When a line below contains the word "Would", copy that line.

**MATERIAL SHOWN**
=====
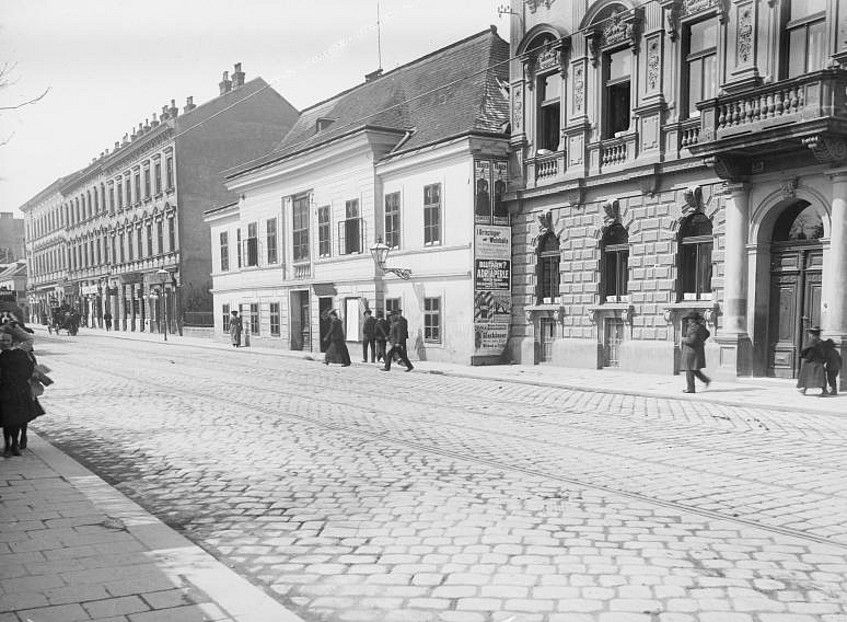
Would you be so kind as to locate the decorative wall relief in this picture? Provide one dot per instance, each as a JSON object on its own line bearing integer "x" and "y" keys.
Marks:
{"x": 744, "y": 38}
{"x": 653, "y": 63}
=====
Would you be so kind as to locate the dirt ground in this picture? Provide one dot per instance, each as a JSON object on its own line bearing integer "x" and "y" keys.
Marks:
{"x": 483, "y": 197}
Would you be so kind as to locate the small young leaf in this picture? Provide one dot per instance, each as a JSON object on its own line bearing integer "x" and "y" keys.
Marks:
=====
**RESPONSE**
Would you be so kind as to locate the decorative wall relief in this picture? Provide one dot per instance, each as a JSON object on its own line bearing integer "x" and "y" keys.
Would you be so kind as to locate the dirt ground in this picture? Provide one dot per instance, each as a JSON object on its own line bearing integer "x" and "y" keys.
Would you be so kind as to locate the small young leaf in this picture? Provide one dot per instance, each as a JSON object on its own line bearing integer "x" and "y" keys.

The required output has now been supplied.